**Stated exercise**
Copy the stretch of the Thatcher film interview from "What sets this" through "of the film?", substituting "operatic" for "Shakespearean".

I started on this project about two years ago when I was sent the screenplay by Pathé and Abi Morgan. The first thing I thought was,"Margaret Thatcher is the most significant female leader Great Britain has had since Elizabeth I." I was thrilled that it wasn't a conventional biopic. The biopic form is very tricky to pull off. How do you get away from that catalogue of facts? But this was a different beast altogether because of the brilliant writing, particularly with Margaret as an elderly woman, which was an act of pure imagination.

Could you describe how the film is set in the present?

The film takes place in the present over a couple of days, days when Margaret has finally decided to let go of her deceased husband Denis's clothes. It's a big moment for her and as she begins to sort through his things she's ambushed by her past life. It's a story of letting go, a story of acceptance.

Abi Morgan's screenplay is a really radical piece of writing. I think the beauty of it is in the detail. Because this is about memory, often the entry point to a scene is something small like a button being sewn on. When we remember things, it's often keyed off by a sound, a smell, or something incidental that then makes us remember.

Margaret Thatcher is seen as quite a divisive politician. How did that affect your telling this story?

What sets this film apart from a conventional biopic is that the whole story is told from her point of view. So the audience doesn't know whether what is depicted is true or not. This is her version of her journey. There is no other perspective on the political events.

Margaret Thatcher's story is almost Shakespearean, the story of a great leader who is both tremendous and flawed in all kinds of ways. It's a story of power and a crash from power and what happens when someone whose life has been absolutely bursting to fullness with their work must grapple with the end of that career.

Do you think the audience will be surprised at the politics of the film?

I think people will be very surprised by how un-political the film is. It's a little bit like asking,"Did you approve of King Lear's politics?" It's not really the issue whether you approve of the policy or not. You get a taste of both her passionate conviction and her uncompromising ferocity, but you're never really asked to judge the policy. There is a mass of research material available. How did you decide which moments to focus on?

**Given records**
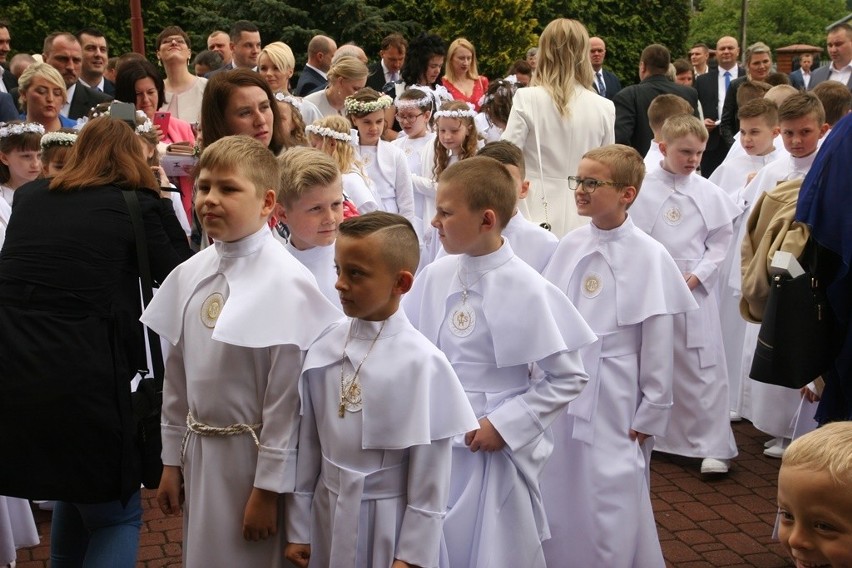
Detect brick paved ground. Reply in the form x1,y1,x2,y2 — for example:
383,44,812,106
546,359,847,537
10,422,792,568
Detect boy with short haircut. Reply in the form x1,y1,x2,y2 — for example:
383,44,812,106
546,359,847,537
631,115,741,473
778,422,852,568
476,140,559,274
142,136,339,568
403,156,595,568
542,144,698,568
286,211,477,568
645,95,694,171
276,147,343,306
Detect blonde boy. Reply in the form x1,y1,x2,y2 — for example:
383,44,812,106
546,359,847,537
276,147,343,305
142,136,339,567
542,144,698,568
631,115,741,473
778,422,852,568
286,211,477,568
403,156,595,568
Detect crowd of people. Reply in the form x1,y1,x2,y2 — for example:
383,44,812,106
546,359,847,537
0,12,852,568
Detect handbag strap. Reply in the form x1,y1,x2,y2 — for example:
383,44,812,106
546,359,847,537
121,188,163,394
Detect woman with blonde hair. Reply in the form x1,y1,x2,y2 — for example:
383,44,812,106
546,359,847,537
304,55,370,116
502,18,615,237
18,63,77,132
441,37,488,110
257,41,322,124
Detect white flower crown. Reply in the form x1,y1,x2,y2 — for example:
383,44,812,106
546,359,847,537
305,124,352,142
41,132,77,151
343,95,393,114
0,122,44,138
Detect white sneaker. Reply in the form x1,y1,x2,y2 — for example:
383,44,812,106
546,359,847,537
701,458,731,473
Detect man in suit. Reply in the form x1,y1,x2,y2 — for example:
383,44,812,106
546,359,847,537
695,36,745,177
589,37,621,100
367,34,408,93
790,53,814,91
612,44,698,156
293,35,337,97
74,28,115,97
808,24,852,91
42,32,112,120
0,20,18,93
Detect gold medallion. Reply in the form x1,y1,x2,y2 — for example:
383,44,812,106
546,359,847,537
201,292,225,329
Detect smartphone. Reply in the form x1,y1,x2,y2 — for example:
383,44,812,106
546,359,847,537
154,111,172,135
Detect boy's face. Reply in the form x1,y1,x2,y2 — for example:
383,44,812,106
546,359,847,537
660,134,707,175
282,178,343,250
740,116,780,156
334,231,405,321
780,114,828,158
574,158,635,230
778,466,852,568
432,182,492,256
195,168,275,243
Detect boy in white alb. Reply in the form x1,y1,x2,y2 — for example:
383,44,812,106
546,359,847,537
286,211,477,568
142,136,339,568
276,147,343,306
631,115,741,473
403,156,595,568
541,144,698,568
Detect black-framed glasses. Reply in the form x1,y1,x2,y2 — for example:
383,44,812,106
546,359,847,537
568,176,625,193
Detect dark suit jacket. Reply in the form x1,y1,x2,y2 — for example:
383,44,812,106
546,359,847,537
695,67,745,177
612,75,698,156
808,63,852,91
0,93,18,122
293,65,328,97
594,69,621,100
68,81,112,120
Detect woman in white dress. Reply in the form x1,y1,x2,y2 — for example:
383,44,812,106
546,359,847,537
502,18,615,237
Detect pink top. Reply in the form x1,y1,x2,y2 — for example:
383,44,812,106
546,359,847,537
441,75,488,111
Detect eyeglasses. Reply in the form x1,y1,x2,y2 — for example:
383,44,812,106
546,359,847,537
396,112,426,123
568,176,626,193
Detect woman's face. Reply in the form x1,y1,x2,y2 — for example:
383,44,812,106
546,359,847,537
24,77,65,122
450,47,473,77
748,53,772,81
133,77,160,119
225,86,274,146
257,53,293,93
420,55,444,85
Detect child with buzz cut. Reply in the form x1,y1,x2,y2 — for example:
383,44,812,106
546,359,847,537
631,115,742,473
476,140,559,273
403,156,595,568
645,95,693,172
142,136,340,568
778,422,852,568
541,144,698,568
286,211,477,568
276,147,343,306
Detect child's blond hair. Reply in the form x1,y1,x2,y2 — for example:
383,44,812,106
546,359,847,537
278,147,340,207
660,114,709,143
781,422,852,487
438,156,518,230
195,135,278,197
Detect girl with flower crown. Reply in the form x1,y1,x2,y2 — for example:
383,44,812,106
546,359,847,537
344,87,415,223
305,116,380,218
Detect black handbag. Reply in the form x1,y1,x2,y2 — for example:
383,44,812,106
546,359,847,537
121,189,164,489
749,239,833,389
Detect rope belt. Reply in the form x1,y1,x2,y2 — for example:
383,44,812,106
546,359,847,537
180,410,263,465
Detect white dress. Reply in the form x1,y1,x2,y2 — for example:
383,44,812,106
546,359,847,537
502,86,615,237
403,241,595,568
142,226,340,568
541,218,698,568
630,168,740,459
286,310,478,568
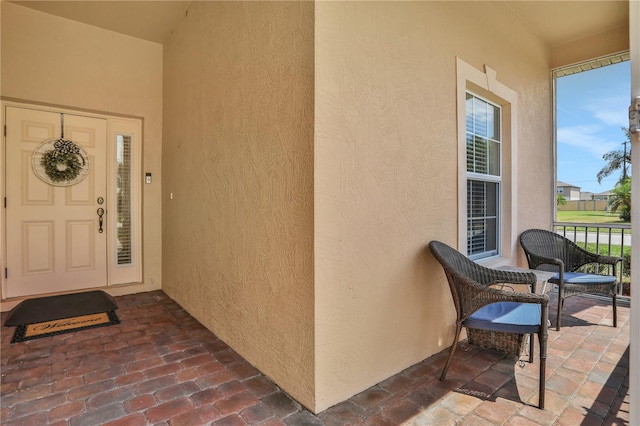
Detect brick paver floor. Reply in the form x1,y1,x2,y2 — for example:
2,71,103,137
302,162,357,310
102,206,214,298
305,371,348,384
0,291,629,426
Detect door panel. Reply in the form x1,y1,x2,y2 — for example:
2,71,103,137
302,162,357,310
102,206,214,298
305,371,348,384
5,106,107,297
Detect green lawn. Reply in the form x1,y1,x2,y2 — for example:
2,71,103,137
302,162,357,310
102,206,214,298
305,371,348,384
556,211,629,225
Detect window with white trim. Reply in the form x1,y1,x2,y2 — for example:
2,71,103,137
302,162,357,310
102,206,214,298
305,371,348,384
466,92,502,259
456,58,518,267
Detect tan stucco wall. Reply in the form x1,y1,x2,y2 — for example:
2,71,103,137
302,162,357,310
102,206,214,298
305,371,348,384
314,2,552,410
0,2,162,294
163,2,314,407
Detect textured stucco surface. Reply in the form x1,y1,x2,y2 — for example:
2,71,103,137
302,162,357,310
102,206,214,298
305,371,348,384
163,2,314,407
0,2,162,300
315,2,552,410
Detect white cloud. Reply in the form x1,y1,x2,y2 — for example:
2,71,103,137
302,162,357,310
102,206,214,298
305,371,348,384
585,96,629,129
557,125,620,159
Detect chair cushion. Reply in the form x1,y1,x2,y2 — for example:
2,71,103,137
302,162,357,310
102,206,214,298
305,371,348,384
549,272,616,284
462,302,541,334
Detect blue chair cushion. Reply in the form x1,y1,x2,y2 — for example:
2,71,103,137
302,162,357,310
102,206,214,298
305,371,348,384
462,302,541,334
549,272,616,284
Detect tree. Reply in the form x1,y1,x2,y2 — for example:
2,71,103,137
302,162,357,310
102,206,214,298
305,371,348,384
596,127,631,183
609,178,631,222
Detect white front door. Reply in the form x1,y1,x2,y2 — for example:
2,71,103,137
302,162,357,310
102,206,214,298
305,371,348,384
5,106,109,297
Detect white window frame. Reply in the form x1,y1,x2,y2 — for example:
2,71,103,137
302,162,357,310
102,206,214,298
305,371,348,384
465,91,502,260
107,117,142,285
456,58,518,267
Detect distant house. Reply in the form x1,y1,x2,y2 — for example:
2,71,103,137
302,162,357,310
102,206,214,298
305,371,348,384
556,181,580,201
593,191,612,201
580,191,596,201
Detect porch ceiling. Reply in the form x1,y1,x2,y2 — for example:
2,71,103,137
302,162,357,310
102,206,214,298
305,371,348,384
14,0,629,47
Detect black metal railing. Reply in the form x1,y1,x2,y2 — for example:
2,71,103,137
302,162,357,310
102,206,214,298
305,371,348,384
553,222,631,296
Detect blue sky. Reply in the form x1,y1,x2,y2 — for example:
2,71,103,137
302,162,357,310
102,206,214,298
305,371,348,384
557,61,631,193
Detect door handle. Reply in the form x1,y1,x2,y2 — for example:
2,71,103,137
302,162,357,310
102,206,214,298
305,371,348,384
97,207,104,234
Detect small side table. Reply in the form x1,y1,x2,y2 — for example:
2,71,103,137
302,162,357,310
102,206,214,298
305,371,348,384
496,265,556,294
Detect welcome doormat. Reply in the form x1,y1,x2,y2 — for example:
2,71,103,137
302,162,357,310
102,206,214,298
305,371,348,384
4,291,120,343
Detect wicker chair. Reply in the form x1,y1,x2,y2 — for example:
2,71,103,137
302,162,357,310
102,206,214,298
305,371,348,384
429,241,549,409
520,229,622,331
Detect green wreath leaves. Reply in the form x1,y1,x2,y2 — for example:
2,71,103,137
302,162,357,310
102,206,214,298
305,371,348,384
40,139,85,182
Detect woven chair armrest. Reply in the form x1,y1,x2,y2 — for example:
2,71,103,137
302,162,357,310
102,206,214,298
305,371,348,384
458,274,549,320
482,268,538,285
531,254,564,268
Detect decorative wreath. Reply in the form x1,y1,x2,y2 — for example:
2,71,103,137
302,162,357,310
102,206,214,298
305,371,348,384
33,138,89,186
40,139,85,182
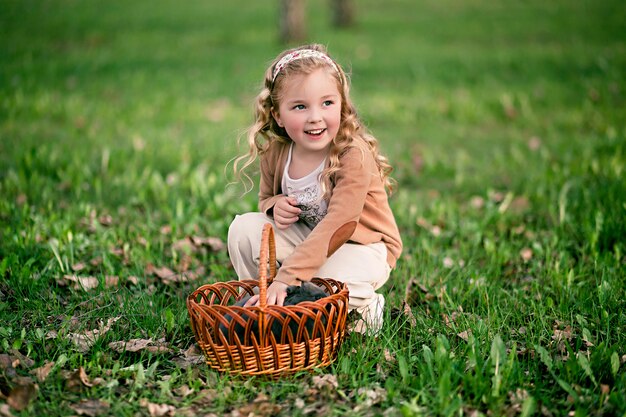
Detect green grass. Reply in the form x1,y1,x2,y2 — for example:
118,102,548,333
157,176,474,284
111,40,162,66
0,0,626,416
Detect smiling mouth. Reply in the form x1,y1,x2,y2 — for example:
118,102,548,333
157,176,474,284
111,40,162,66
304,129,326,136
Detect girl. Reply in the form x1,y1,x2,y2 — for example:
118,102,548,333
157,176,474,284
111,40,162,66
228,45,402,333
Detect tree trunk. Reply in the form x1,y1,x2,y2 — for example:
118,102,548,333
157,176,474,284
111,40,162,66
330,0,354,27
280,0,306,43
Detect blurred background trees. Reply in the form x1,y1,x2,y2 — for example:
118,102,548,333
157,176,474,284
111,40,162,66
279,0,355,43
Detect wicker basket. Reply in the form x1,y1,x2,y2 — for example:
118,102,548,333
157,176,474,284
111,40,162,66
187,223,348,376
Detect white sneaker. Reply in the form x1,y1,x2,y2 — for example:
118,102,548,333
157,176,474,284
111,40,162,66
348,294,385,336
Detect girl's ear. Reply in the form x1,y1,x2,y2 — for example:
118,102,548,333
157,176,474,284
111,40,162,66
270,107,284,127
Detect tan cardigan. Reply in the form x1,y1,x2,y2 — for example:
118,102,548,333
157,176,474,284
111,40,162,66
259,142,402,285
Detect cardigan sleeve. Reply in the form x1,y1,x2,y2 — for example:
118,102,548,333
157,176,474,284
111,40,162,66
259,153,282,216
276,147,372,285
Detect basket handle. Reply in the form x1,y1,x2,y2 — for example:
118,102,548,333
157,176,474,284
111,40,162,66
259,223,276,308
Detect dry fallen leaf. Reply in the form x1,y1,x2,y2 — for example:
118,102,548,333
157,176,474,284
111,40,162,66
172,344,204,369
0,404,15,417
6,383,39,411
70,400,110,417
30,362,54,382
57,275,100,290
236,393,282,416
311,374,339,390
356,386,387,408
109,339,170,353
68,317,120,353
139,398,176,417
62,366,102,391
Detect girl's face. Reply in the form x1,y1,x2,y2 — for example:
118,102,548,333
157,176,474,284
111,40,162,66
272,68,341,157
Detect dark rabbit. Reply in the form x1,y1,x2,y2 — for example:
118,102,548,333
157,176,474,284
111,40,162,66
219,282,328,343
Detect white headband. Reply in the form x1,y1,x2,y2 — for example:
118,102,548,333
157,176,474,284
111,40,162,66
272,49,339,82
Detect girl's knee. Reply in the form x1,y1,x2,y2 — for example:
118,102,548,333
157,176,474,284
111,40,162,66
228,213,267,236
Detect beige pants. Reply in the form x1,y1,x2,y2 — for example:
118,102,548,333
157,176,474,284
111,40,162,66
228,213,391,332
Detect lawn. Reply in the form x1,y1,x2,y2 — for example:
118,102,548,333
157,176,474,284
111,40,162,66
0,0,626,417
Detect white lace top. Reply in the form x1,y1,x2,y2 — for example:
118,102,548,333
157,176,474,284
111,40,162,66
282,144,328,229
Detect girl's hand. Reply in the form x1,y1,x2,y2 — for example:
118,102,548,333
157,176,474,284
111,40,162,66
274,196,302,229
244,281,289,307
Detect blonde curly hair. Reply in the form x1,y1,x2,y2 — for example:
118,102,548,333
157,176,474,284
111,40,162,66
233,44,394,199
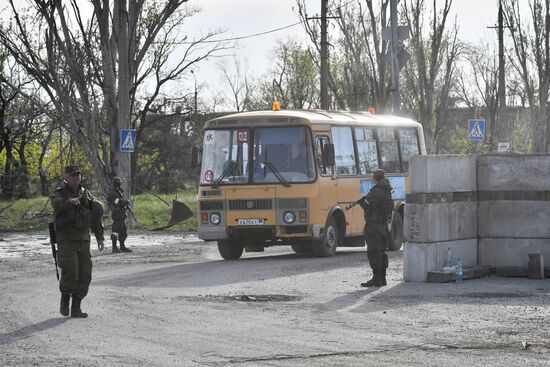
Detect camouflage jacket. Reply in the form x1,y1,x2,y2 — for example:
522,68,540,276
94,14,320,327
51,182,104,241
107,186,128,221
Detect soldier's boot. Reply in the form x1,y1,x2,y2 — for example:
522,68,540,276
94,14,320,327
120,241,132,252
361,271,382,287
380,253,389,286
71,296,88,319
111,235,120,254
59,294,71,316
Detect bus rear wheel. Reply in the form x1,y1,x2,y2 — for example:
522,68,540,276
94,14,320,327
218,240,244,260
290,240,313,254
313,217,340,257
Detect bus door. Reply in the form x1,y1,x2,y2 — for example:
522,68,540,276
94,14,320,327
312,134,337,230
332,126,364,236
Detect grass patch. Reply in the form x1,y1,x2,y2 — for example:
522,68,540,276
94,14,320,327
0,188,197,231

**Task answer**
What sets this film apart from a conventional biopic is that the whole story is told from her point of view. So the audience doesn't know whether what is depicted is true or not. This is her version of her journey. There is no other perspective on the political events.

Margaret Thatcher's story is almost operatic, the story of a great leader who is both tremendous and flawed in all kinds of ways. It's a story of power and a crash from power and what happens when someone whose life has been absolutely bursting to fullness with their work must grapple with the end of that career.

Do you think the audience will be surprised at the politics of the film?